• ORDINE DI LAVORO:
Per favore, trascrivi per intero il brano sull'Hospice riportato qui sotto, senza cambiare nulla.

• ESTRATTO SELEZIONATO:
════
Dovrebbero esserci comfort quale telefono, aria condizionata, televisore, frigorifero, forno a microonde e, se il paziente lo desidera, può personalizzare la propria stanza con oggetti personali.

Non esistono orari di visita, né restrizioni riguardo al numero di persone presenti in stanza (se non per specifiche disposizione del paziente). In Hospice è molto importante anche la scelta degli arredi, delle luci, dei suoni e dei colori, la presenza di attività di aggregazione e passatempo, sale comuni con libri e tisaneria.

L’infermiere può trovarsi a lavorare in Hospice anche in regime di day-hospital o day-hospice. In questi casi l’assistenza è erogata sulle 12 ore e alla fine del trattamento il paziente torna al proprio domicilio (effettuazione di terapie specifiche, trasfusioni, controlli, prelievi, medicazioni ecc.)
════
Voci salvate:
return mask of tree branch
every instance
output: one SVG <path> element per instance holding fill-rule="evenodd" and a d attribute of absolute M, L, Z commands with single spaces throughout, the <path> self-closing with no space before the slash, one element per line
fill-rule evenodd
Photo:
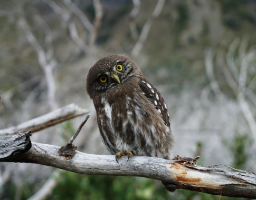
<path fill-rule="evenodd" d="M 3 137 L 0 137 L 0 140 Z M 0 162 L 36 163 L 85 174 L 141 176 L 170 183 L 176 188 L 222 196 L 256 197 L 256 174 L 253 173 L 229 167 L 225 169 L 216 166 L 204 167 L 184 160 L 144 156 L 133 156 L 128 162 L 123 156 L 117 163 L 113 155 L 78 151 L 67 159 L 59 155 L 59 149 L 58 146 L 32 142 L 28 152 L 0 159 Z"/>
<path fill-rule="evenodd" d="M 88 110 L 75 104 L 69 104 L 17 126 L 0 130 L 0 135 L 13 135 L 29 130 L 34 133 L 88 113 Z"/>

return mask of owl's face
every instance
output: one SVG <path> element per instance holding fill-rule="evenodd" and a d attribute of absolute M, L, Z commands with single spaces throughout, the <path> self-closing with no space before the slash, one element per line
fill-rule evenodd
<path fill-rule="evenodd" d="M 135 63 L 123 55 L 110 55 L 98 61 L 90 69 L 87 90 L 91 98 L 103 95 L 132 81 L 141 72 Z"/>

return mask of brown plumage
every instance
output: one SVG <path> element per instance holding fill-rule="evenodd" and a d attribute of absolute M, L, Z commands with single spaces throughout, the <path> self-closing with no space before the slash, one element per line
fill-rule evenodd
<path fill-rule="evenodd" d="M 132 61 L 120 54 L 100 59 L 90 69 L 87 90 L 102 141 L 117 162 L 125 155 L 169 158 L 166 104 Z"/>

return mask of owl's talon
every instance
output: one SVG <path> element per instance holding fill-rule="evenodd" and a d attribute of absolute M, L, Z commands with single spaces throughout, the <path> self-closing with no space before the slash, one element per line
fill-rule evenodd
<path fill-rule="evenodd" d="M 117 163 L 119 163 L 118 162 L 118 159 L 119 159 L 121 156 L 124 156 L 125 155 L 126 155 L 126 154 L 124 152 L 117 152 L 116 154 L 116 161 L 117 161 Z"/>
<path fill-rule="evenodd" d="M 127 162 L 128 161 L 129 161 L 129 159 L 134 155 L 134 154 L 132 154 L 132 152 L 127 152 L 127 157 L 128 157 L 128 159 L 127 159 Z"/>

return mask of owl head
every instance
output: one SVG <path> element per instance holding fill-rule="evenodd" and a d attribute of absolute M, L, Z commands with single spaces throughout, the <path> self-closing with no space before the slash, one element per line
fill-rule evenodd
<path fill-rule="evenodd" d="M 97 61 L 90 69 L 87 91 L 92 98 L 129 84 L 141 74 L 137 65 L 128 57 L 121 54 L 110 55 Z"/>

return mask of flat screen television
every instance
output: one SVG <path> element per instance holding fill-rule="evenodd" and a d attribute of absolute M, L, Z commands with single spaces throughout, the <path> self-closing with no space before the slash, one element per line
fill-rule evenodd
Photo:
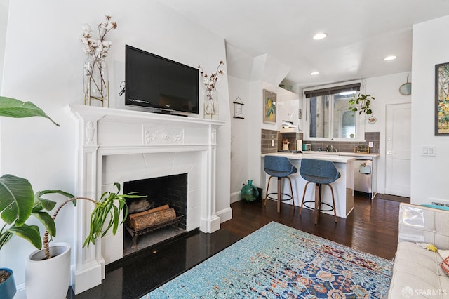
════
• RISPOSTA AL PROBLEMA:
Dovrebbero esserci comfort quale telefono, aria condizionata, televisore, frigorifero, forno a microonde e, se il paziente lo desidera, può personalizzare la propria stanza con oggetti personali.

Non esistono orari di visita, né restrizioni riguardo al numero di persone presenti in stanza (se non per specifiche disposizione del paziente). In Hospice è molto importante anche la scelta degli arredi, delle luci, dei suoni e dei colori, la presenza di attività di aggregazione e passatempo, sale comuni con libri e tisaneria.

L’infermiere può trovarsi a lavorare in Hospice anche in regime di day-hospital o day-hospice. In questi casi l’assistenza è erogata sulle 12 ore e alla fine del trattamento il paziente torna al proprio domicilio (effettuazione di terapie specifiche, trasfusioni, controlli, prelievi, medicazioni ecc.)